(Stored data entries)
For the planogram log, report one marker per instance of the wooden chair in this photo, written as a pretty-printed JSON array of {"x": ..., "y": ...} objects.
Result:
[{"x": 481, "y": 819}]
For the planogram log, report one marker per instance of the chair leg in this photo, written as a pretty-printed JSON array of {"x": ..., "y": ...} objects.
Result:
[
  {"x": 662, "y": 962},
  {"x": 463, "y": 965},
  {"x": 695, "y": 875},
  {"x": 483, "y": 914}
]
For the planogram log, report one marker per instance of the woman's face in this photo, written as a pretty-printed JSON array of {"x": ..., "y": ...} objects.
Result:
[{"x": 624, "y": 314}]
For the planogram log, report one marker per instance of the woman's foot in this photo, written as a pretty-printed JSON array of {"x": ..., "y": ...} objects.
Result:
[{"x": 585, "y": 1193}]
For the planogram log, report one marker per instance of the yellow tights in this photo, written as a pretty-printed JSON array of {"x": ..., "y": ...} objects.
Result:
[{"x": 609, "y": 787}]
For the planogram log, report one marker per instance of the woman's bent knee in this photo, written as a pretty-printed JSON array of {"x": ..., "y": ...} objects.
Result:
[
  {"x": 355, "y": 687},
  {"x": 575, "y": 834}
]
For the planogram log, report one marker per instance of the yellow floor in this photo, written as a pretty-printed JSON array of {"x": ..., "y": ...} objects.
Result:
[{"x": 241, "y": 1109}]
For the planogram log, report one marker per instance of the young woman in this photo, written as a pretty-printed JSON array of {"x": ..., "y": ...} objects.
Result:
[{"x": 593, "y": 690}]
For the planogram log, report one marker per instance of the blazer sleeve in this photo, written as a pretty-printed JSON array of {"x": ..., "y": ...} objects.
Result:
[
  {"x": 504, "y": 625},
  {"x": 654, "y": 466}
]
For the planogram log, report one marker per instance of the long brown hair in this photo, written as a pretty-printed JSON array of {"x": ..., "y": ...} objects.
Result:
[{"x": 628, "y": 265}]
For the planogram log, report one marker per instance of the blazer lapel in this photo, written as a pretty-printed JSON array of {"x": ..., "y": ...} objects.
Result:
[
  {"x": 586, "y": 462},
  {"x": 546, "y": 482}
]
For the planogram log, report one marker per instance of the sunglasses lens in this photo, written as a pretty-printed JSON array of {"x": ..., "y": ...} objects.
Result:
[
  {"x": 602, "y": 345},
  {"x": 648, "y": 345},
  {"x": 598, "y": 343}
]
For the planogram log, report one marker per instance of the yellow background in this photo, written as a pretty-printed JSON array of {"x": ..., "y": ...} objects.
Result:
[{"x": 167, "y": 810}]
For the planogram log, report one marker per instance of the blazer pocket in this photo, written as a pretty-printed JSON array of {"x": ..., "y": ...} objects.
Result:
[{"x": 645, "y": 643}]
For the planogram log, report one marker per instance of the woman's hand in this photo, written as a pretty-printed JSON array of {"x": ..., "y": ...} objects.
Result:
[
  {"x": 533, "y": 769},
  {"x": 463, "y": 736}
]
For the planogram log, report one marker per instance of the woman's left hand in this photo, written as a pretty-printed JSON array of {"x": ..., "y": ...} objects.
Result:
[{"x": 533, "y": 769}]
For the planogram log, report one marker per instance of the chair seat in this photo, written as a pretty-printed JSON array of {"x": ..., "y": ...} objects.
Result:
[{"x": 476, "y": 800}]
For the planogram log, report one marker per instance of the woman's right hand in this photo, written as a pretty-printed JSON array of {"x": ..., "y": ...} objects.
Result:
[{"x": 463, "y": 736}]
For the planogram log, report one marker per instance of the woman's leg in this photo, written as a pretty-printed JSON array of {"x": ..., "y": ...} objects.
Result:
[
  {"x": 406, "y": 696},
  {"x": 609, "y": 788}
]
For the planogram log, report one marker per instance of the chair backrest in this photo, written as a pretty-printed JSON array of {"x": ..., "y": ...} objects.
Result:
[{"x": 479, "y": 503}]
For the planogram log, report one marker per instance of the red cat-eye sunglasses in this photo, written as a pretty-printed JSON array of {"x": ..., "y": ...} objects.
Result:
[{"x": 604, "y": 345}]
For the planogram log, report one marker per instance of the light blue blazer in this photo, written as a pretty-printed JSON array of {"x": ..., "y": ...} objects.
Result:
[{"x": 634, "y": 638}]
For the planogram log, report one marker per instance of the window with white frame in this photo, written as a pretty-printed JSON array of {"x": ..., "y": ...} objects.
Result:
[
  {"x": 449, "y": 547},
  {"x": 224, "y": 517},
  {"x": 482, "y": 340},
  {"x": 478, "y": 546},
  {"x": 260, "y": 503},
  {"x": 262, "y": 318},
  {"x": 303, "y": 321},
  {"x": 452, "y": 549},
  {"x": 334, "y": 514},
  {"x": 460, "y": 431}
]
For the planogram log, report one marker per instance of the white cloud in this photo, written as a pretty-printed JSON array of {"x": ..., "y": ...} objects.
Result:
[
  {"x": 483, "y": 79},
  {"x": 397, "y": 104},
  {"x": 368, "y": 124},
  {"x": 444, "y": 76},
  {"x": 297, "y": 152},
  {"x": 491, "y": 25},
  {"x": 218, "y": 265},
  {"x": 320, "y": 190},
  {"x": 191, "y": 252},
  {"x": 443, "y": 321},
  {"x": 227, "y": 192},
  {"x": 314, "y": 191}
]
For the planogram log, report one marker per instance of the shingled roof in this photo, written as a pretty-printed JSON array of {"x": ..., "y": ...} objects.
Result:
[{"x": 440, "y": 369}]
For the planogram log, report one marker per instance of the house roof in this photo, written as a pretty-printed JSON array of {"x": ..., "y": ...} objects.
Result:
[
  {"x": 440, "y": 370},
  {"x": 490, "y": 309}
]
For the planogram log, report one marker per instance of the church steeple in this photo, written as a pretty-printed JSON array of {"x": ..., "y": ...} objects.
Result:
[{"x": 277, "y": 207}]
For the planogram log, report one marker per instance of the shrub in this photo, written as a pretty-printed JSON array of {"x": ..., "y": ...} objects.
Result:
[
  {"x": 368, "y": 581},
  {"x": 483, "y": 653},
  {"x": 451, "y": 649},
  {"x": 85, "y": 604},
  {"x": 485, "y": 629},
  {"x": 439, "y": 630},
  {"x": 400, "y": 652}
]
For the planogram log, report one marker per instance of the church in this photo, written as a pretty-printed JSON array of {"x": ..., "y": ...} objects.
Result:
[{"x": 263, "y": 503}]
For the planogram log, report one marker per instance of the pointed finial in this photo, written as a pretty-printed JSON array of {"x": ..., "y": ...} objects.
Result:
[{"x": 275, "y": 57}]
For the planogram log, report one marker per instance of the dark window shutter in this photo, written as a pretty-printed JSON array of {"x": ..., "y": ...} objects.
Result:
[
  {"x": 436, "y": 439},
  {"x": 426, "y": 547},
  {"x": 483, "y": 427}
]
==
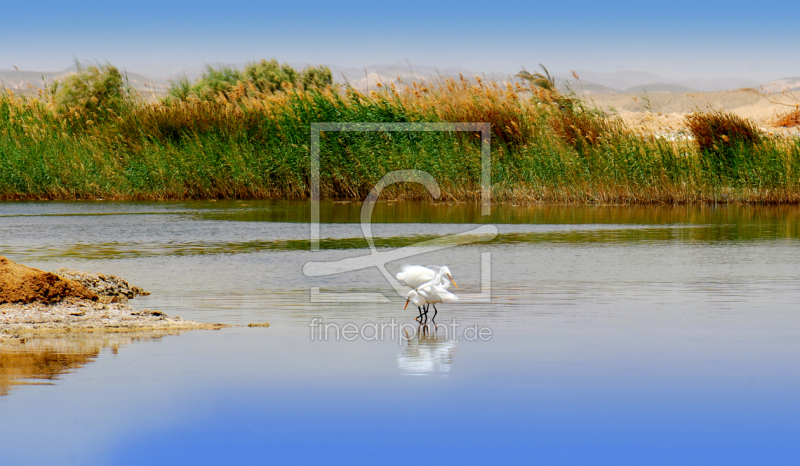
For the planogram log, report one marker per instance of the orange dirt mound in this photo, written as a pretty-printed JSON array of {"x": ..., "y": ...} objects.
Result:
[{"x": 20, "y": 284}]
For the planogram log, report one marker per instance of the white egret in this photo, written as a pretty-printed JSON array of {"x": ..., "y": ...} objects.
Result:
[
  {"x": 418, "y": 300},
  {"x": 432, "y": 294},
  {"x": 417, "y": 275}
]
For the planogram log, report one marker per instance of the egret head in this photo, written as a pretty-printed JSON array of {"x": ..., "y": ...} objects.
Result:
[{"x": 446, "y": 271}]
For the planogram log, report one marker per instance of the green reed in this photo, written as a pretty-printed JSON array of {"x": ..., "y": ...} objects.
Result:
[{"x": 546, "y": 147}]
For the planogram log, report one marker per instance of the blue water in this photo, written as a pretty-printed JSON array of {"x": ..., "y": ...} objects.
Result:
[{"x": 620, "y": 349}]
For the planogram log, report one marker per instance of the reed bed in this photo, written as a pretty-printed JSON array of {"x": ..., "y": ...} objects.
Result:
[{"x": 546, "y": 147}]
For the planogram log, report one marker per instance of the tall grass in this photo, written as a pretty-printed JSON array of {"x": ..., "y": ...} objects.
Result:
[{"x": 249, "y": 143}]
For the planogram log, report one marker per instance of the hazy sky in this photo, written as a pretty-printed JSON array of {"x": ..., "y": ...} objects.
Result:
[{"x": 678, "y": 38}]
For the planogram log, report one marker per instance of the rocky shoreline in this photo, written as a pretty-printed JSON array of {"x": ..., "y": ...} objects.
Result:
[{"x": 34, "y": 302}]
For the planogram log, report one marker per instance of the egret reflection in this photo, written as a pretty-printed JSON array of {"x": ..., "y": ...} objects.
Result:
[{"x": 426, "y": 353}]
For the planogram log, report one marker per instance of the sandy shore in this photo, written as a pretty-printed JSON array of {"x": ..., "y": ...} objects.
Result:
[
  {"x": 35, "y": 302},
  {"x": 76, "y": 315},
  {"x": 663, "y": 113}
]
==
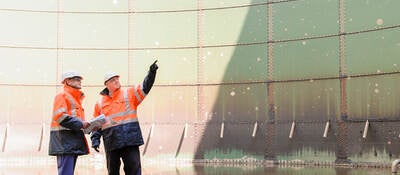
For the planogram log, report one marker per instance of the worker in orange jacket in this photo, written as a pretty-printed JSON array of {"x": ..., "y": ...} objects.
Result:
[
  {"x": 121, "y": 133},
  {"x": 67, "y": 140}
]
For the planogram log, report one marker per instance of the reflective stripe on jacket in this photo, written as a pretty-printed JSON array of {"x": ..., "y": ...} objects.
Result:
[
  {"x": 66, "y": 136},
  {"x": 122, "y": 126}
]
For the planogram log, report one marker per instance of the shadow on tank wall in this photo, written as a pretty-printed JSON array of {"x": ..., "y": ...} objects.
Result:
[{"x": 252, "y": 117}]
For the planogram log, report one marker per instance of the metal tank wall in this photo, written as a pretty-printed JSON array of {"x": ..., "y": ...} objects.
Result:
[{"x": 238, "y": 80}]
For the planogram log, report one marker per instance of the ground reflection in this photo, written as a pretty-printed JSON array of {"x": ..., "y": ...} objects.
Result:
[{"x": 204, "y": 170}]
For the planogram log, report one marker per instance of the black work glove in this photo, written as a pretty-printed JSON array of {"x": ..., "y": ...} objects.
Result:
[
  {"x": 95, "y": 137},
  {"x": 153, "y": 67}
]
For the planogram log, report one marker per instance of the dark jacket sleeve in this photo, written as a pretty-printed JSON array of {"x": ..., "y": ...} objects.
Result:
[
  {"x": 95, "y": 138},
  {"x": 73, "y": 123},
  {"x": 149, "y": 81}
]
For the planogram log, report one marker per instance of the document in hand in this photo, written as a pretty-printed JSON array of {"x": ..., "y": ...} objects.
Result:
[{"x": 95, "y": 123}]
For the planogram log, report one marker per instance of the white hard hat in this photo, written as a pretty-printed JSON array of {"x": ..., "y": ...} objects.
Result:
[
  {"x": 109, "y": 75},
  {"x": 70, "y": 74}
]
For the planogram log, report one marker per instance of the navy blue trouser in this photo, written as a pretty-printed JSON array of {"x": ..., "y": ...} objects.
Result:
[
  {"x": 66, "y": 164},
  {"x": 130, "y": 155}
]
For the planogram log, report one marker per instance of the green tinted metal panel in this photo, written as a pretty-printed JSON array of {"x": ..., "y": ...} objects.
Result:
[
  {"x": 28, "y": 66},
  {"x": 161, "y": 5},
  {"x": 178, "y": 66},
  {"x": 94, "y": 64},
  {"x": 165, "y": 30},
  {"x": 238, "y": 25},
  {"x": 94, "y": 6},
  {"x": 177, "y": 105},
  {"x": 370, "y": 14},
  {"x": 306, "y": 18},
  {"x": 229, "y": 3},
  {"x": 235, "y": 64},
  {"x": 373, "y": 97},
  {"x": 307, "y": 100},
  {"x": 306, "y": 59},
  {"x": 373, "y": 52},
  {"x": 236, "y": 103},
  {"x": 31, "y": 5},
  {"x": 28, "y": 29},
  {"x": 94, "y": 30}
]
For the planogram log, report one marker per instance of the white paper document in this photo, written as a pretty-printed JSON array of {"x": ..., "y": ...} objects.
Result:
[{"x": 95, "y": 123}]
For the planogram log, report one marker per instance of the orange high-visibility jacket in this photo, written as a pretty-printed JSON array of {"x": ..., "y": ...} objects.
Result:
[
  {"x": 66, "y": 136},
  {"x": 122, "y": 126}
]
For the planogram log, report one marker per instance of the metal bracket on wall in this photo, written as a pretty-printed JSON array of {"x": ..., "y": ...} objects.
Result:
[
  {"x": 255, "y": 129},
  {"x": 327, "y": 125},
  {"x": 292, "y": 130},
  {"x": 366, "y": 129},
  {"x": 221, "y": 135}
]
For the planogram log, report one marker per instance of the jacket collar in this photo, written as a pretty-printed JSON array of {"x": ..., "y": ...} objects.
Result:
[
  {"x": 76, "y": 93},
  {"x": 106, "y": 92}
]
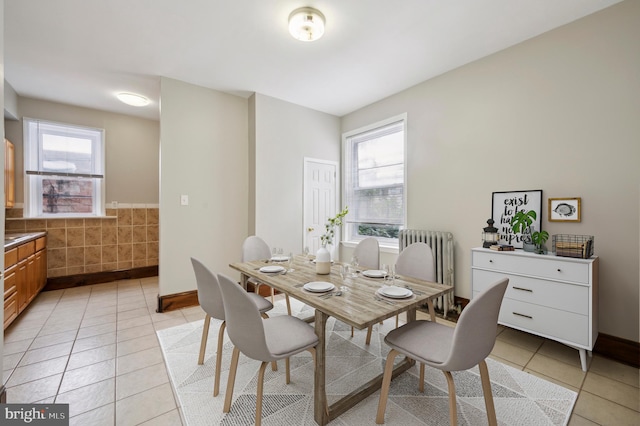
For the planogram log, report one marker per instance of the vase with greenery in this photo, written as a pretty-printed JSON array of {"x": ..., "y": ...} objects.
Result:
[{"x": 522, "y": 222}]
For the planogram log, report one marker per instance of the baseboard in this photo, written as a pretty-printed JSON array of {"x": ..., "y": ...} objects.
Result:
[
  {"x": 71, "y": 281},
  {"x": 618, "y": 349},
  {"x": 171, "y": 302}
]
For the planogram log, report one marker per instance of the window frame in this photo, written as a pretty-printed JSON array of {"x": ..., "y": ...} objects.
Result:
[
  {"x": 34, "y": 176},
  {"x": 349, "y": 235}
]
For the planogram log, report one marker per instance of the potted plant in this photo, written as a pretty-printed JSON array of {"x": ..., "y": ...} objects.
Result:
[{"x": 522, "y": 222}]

Your goal =>
What you return must be the lines above that run from the line with "of the house" to the line with "of the pointed", inclusive, each copied exactly.

Finished exercise =>
For the planogram log, report one marker per instance of the house roof in this photo, written as a pretty-printed JSON array of {"x": ..., "y": ...} objects.
Result:
[
  {"x": 440, "y": 370},
  {"x": 490, "y": 309}
]
For the planogram log, report one marker per instance of the church steeple in this photo, written as a pretty-printed JSON array of {"x": ..., "y": ...} objects.
Result:
[{"x": 277, "y": 207}]
For the planogram log, report one marker per instance of the shrub in this photo, written as a pretty-printed JSON array of {"x": ..., "y": ...} objects.
Result:
[
  {"x": 368, "y": 581},
  {"x": 483, "y": 653},
  {"x": 451, "y": 649},
  {"x": 85, "y": 604},
  {"x": 485, "y": 629},
  {"x": 439, "y": 630},
  {"x": 400, "y": 652}
]
For the planogram log, report one marker per instance of the church in this photo, written as a pretty-printed JSON array of {"x": ..., "y": ...} objects.
Result:
[{"x": 263, "y": 503}]
For the planogram log, report one marker per instance of the pointed finial in this photo, written as a pretty-printed JSON array of {"x": ..., "y": ...} objects.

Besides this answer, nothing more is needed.